TASK:
Every line in the data below that has the word "front" should be returned.

━━━━━━━━

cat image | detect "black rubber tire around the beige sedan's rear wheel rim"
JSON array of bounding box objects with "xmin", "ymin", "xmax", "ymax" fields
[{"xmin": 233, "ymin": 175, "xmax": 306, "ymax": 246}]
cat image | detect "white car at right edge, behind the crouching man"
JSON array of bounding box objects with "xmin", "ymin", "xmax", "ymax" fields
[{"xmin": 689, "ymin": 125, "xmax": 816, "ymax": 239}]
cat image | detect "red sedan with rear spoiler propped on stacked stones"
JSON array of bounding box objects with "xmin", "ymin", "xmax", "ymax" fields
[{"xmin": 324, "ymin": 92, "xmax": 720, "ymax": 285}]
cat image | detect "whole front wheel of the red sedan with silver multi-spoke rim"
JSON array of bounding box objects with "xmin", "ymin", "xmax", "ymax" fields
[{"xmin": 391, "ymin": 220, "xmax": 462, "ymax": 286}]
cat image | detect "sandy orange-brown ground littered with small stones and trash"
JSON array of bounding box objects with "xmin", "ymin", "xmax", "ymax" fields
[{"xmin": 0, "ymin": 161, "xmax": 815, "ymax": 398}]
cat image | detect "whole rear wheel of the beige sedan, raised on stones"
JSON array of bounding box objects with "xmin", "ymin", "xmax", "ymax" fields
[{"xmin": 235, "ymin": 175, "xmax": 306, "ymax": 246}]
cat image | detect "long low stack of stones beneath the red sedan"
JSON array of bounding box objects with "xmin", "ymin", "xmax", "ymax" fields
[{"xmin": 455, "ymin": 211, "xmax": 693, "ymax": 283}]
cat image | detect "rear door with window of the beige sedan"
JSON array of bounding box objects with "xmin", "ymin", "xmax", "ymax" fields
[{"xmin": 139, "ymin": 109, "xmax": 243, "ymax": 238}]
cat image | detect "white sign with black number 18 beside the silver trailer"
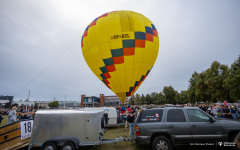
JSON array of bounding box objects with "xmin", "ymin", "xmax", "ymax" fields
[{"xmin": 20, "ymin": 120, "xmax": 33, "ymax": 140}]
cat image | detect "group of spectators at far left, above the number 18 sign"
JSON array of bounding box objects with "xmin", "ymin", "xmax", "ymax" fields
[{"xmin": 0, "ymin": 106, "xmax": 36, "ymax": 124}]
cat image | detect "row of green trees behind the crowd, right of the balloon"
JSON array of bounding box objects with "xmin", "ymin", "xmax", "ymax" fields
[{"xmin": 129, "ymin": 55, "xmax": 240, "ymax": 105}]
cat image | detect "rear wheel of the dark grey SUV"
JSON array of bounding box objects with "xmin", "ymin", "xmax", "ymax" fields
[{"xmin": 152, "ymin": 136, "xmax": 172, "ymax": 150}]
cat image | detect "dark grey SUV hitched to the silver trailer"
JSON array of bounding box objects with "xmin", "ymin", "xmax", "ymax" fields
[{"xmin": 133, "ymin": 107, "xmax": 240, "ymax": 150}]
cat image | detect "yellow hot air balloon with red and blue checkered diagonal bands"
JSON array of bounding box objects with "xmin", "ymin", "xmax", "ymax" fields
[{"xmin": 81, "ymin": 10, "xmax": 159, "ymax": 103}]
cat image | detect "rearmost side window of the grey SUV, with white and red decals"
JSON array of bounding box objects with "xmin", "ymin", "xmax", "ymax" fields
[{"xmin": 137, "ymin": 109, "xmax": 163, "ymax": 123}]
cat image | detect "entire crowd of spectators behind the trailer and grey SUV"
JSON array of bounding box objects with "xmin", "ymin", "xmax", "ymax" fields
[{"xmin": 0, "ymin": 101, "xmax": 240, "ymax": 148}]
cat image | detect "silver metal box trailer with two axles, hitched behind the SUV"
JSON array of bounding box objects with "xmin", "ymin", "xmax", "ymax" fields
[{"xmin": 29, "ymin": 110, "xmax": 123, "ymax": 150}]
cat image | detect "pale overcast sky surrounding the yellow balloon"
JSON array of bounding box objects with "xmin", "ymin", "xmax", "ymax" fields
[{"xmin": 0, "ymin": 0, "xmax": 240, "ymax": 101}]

━━━━━━━━

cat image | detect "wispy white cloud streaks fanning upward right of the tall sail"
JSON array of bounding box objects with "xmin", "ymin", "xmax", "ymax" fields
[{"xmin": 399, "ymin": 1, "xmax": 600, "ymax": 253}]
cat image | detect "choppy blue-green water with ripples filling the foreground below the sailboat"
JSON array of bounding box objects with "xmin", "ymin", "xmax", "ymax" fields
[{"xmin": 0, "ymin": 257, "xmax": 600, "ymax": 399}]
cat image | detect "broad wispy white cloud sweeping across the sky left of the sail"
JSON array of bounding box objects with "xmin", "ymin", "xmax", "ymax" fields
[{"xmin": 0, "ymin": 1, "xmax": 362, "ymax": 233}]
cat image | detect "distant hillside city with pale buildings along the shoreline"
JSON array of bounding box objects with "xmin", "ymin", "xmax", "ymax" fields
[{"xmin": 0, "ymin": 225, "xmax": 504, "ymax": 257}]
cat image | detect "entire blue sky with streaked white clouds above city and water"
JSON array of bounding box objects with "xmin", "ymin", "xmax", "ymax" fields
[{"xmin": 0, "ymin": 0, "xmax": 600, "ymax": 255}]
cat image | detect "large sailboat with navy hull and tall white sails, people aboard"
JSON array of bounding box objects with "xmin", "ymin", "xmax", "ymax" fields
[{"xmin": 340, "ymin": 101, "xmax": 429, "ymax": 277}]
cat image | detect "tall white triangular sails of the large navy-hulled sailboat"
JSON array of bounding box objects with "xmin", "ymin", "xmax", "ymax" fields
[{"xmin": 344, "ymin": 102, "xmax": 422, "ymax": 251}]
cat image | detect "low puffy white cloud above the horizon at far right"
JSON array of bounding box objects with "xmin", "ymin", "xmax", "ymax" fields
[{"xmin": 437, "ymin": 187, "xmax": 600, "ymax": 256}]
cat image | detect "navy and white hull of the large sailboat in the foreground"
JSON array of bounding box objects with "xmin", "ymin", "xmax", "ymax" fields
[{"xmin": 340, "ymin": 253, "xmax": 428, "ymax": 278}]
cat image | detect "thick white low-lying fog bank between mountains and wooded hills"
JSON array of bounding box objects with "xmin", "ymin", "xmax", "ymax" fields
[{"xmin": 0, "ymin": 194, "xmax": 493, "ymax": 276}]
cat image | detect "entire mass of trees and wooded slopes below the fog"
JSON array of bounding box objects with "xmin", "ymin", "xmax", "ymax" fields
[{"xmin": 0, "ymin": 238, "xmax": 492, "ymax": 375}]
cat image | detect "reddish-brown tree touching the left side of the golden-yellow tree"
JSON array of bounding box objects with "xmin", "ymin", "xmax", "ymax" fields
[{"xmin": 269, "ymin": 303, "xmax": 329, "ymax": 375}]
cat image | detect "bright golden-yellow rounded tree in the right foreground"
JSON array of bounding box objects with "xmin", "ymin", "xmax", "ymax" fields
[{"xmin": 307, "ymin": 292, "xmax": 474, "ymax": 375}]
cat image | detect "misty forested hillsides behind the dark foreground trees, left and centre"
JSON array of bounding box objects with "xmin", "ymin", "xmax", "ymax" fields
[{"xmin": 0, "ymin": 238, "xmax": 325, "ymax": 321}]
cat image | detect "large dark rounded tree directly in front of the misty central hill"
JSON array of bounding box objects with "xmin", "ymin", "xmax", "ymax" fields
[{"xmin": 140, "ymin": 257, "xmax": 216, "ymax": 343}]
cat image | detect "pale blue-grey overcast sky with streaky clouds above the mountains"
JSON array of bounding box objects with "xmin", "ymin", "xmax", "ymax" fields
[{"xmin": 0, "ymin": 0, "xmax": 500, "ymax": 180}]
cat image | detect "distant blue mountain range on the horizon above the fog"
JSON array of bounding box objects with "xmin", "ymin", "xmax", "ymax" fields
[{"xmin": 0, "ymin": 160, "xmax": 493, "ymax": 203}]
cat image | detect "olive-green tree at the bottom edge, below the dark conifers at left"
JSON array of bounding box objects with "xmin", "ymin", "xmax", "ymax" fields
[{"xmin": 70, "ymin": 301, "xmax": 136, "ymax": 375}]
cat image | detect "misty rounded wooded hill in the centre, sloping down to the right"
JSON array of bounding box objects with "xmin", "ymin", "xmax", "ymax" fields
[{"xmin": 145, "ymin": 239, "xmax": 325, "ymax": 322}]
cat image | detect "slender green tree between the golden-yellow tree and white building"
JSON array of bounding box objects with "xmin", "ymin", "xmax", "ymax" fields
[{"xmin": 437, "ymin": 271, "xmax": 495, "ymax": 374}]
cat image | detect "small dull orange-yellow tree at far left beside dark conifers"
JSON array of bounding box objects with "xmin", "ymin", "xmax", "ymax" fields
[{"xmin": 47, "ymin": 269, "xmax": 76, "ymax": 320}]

━━━━━━━━

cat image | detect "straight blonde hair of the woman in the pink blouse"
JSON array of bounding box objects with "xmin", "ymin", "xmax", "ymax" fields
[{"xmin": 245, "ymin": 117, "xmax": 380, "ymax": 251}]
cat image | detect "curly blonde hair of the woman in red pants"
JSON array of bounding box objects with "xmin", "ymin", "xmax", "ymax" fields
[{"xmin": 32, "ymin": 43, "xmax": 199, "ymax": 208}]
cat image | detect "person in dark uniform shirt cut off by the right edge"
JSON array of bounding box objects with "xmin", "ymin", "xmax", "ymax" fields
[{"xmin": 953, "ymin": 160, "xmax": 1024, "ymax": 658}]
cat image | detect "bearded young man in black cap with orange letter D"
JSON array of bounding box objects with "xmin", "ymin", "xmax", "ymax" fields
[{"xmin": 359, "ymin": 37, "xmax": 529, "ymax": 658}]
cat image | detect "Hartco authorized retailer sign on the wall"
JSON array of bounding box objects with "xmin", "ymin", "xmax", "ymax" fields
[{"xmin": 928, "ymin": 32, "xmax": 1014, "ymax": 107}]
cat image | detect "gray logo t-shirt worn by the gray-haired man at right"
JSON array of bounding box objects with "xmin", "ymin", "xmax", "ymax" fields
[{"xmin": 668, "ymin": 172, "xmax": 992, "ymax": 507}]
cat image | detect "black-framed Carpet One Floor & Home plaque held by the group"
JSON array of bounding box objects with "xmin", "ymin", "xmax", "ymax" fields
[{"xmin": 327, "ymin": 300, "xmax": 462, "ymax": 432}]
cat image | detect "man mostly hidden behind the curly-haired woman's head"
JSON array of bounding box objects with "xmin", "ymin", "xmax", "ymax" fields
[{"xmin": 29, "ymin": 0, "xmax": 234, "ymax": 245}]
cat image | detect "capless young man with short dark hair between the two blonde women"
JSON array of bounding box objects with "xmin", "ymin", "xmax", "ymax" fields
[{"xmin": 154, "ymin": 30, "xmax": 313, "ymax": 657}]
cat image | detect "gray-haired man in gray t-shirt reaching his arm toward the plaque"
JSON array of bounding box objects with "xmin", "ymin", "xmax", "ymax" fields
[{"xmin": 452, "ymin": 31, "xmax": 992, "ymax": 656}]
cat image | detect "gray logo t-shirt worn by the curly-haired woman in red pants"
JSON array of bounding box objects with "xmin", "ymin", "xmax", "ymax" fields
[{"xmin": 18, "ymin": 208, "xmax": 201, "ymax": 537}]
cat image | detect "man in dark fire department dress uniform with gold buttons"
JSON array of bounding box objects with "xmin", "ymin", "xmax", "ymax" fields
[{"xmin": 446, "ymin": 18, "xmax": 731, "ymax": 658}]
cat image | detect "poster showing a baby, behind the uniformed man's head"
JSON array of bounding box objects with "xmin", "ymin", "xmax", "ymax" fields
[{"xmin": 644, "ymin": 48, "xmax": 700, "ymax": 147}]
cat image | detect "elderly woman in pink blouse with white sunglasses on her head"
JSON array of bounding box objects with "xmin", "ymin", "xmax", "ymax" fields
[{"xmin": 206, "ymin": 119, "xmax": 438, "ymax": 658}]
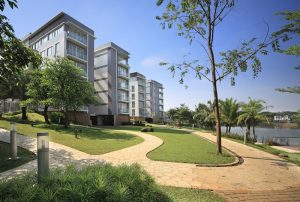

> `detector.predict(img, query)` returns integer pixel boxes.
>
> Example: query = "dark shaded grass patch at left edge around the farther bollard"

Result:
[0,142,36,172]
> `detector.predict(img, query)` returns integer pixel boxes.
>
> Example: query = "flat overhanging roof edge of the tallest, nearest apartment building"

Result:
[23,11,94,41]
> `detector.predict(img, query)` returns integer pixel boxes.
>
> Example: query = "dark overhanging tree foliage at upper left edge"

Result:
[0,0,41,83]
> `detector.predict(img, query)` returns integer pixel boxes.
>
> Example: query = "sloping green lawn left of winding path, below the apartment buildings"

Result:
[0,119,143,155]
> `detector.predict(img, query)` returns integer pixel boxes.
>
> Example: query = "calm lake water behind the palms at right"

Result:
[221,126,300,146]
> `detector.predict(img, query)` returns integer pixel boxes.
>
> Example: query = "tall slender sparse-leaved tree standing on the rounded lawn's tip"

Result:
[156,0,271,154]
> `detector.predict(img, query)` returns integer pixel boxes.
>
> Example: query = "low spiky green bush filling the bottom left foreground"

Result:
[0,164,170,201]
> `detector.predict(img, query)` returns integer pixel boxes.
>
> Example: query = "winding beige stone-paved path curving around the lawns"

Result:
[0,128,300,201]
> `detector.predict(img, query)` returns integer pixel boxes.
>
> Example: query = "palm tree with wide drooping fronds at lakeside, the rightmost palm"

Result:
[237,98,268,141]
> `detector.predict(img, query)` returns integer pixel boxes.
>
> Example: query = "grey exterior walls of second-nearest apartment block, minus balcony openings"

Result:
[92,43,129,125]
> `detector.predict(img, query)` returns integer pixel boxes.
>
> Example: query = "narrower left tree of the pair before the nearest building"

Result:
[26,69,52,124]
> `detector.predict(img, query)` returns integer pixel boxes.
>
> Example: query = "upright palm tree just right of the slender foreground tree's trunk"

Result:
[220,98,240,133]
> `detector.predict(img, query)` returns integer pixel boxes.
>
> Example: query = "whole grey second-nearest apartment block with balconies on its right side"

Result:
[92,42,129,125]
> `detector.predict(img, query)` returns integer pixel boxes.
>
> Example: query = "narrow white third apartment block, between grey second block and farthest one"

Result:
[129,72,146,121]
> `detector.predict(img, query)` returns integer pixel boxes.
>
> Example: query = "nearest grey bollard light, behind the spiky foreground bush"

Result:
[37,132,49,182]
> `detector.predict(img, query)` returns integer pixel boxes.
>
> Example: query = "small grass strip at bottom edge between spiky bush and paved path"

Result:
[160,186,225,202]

━━━━━━━━

WRITTEN RESPONSE:
cat image | detect "whole front wheel of the red sedan with silver multi-spoke rim"
cat image | detect "large dark rounded tree directly in front of the misty central hill"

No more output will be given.